- **Data to use**:

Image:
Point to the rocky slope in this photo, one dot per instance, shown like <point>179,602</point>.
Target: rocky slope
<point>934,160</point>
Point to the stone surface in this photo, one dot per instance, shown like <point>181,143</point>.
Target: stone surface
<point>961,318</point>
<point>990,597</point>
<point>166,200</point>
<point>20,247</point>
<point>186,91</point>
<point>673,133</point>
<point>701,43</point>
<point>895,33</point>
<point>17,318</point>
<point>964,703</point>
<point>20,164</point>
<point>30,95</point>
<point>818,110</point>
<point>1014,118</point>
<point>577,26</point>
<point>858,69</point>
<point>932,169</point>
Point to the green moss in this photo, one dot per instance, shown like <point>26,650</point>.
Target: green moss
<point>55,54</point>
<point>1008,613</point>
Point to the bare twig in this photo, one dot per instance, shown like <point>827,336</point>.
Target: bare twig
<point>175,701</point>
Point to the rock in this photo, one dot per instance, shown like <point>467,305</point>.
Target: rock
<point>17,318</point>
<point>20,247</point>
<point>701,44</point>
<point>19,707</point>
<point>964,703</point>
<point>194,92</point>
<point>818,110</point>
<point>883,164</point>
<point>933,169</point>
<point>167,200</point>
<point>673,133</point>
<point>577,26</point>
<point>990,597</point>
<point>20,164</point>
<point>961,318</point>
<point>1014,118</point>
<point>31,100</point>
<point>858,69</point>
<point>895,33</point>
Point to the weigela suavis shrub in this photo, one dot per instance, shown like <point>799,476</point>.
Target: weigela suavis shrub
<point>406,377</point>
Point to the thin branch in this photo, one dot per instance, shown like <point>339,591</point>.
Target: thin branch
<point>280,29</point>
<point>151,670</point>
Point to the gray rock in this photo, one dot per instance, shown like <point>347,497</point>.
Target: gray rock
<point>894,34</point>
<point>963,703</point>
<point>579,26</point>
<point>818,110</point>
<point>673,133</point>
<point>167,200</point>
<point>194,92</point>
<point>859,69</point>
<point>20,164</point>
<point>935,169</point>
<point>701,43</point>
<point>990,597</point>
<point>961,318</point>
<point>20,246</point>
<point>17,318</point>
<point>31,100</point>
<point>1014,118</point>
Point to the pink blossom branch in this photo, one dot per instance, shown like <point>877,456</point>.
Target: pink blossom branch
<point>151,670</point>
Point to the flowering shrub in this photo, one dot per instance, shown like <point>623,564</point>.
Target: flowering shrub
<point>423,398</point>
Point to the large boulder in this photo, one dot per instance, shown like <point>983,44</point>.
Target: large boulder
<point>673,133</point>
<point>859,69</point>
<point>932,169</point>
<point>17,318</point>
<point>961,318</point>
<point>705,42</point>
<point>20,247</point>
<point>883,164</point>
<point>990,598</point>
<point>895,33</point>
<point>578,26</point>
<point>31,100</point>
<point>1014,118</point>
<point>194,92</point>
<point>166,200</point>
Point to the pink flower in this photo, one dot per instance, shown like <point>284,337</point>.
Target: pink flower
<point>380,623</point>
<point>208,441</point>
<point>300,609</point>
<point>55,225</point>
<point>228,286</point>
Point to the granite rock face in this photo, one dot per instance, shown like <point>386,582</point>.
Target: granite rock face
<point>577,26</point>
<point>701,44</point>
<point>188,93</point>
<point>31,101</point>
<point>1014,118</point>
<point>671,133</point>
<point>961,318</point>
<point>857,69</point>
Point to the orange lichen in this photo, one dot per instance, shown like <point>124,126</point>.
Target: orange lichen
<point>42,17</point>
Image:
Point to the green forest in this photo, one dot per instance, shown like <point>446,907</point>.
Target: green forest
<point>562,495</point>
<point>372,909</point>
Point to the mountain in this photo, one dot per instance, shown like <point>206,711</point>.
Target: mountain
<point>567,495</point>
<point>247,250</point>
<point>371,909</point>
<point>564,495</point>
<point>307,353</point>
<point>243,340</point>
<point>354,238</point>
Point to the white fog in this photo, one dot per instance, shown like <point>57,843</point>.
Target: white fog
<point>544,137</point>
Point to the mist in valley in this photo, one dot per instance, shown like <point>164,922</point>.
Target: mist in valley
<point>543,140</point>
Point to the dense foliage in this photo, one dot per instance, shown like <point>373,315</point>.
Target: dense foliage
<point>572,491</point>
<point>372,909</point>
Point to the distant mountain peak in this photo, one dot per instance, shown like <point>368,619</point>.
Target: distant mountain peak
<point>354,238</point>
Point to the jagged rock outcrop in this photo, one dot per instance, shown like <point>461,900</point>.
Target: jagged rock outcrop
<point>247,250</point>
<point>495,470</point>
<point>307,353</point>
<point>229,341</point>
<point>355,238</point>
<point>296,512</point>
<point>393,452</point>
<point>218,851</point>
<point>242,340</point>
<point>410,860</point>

- **Your task**: Copy out every line above, word for word, with nothing changed.

- **Exercise response**:
Image:
Point to the rocky slope in this photo, one dot per instance, shown like <point>179,602</point>.
Target: rocky slope
<point>934,160</point>
Point to the stone surface in this photo, one dot per instance, shown like <point>181,143</point>.
Target: stone surface
<point>961,318</point>
<point>990,597</point>
<point>166,200</point>
<point>20,247</point>
<point>186,91</point>
<point>673,133</point>
<point>701,43</point>
<point>895,33</point>
<point>17,318</point>
<point>964,703</point>
<point>20,164</point>
<point>30,95</point>
<point>818,110</point>
<point>1014,118</point>
<point>577,26</point>
<point>858,69</point>
<point>932,169</point>
Point to the green moss in this photo, one dot per instance, shown like <point>26,650</point>.
Target: green moss
<point>55,54</point>
<point>1008,613</point>
Point to the bare twig in this photo, one dot per instance, shown like <point>827,336</point>.
Target: bare twig
<point>175,701</point>
Point to the rock in this photo, one dot per instance, shown like <point>467,305</point>.
Target: rock
<point>17,318</point>
<point>20,247</point>
<point>701,44</point>
<point>19,707</point>
<point>964,703</point>
<point>194,92</point>
<point>818,110</point>
<point>883,164</point>
<point>933,169</point>
<point>167,200</point>
<point>673,133</point>
<point>577,26</point>
<point>990,597</point>
<point>20,164</point>
<point>961,318</point>
<point>1014,118</point>
<point>31,100</point>
<point>858,69</point>
<point>895,33</point>
Point to the weigela suavis shrub in this photo, one dot per instance, shown like <point>799,476</point>.
Target: weigela suavis shrub
<point>406,377</point>
Point to the thin branch in this photo, one dot per instance, shown like <point>339,591</point>.
Target: thin branch
<point>280,29</point>
<point>151,670</point>
Point to the gray rock in this photo, one dot per instance, shown like <point>347,497</point>.
Target: gray rock
<point>894,34</point>
<point>963,703</point>
<point>579,26</point>
<point>818,110</point>
<point>673,133</point>
<point>167,200</point>
<point>194,92</point>
<point>859,69</point>
<point>20,164</point>
<point>935,169</point>
<point>701,43</point>
<point>990,597</point>
<point>961,318</point>
<point>20,246</point>
<point>17,318</point>
<point>31,100</point>
<point>1014,118</point>
Point to the pink blossom branch in this photo, one dot per instance, shown like <point>877,456</point>.
Target: pink blossom branch
<point>151,670</point>
Point to the flowering shrub in this photo, one dot per instance, shown like <point>623,564</point>.
Target: flowering shrub
<point>423,398</point>
Point to the large boulder in this photo, one dot per instance, shown like <point>983,44</point>.
Target: large boulder
<point>673,133</point>
<point>859,69</point>
<point>932,169</point>
<point>17,318</point>
<point>961,318</point>
<point>705,42</point>
<point>20,247</point>
<point>883,164</point>
<point>990,598</point>
<point>895,33</point>
<point>578,26</point>
<point>31,100</point>
<point>1014,118</point>
<point>194,92</point>
<point>166,200</point>
Point to the pink flower in this photo, one dot per instance, shown like <point>284,337</point>.
Target: pink flower
<point>380,623</point>
<point>208,441</point>
<point>300,609</point>
<point>55,225</point>
<point>228,286</point>
Point to the granite rock face in this photo, one dot per instance, shown like <point>386,582</point>.
Target: granite rock face
<point>577,26</point>
<point>701,44</point>
<point>188,93</point>
<point>31,101</point>
<point>1014,118</point>
<point>671,133</point>
<point>961,318</point>
<point>857,69</point>
Point to the orange lichen in this photo, one dot per instance, shown like <point>124,126</point>.
Target: orange lichen
<point>42,17</point>
Image:
Point to the green forest in this photo, one dot per instance, shown like <point>446,907</point>.
Target: green forest
<point>562,495</point>
<point>372,909</point>
Point to the mountain in this photo, one dot per instance, shown like <point>206,711</point>.
Target: mountain
<point>567,495</point>
<point>247,250</point>
<point>371,909</point>
<point>564,495</point>
<point>307,353</point>
<point>243,340</point>
<point>354,238</point>
Point to the white fog in this photo, one dot per instance, shown like <point>57,843</point>.
Target: white fog
<point>544,137</point>
Point to the mist in valley in this photo, one dot per instance, shown like <point>164,922</point>.
Target: mist in valley
<point>543,140</point>
Point to the dense foliage in this photo, one dot per instance, shown like <point>373,315</point>.
Target: dense foliage
<point>572,491</point>
<point>372,909</point>
Point to the distant mountain peak in this photo, one dot per instance, shown like <point>368,619</point>.
Target: distant mountain peak
<point>354,238</point>
Point to the jagged rock outcrop in this photo, one dot per instance, shown like <point>461,900</point>.
Target: jagged rock outcrop
<point>247,250</point>
<point>495,470</point>
<point>307,353</point>
<point>229,341</point>
<point>355,238</point>
<point>296,512</point>
<point>393,452</point>
<point>218,851</point>
<point>242,340</point>
<point>410,860</point>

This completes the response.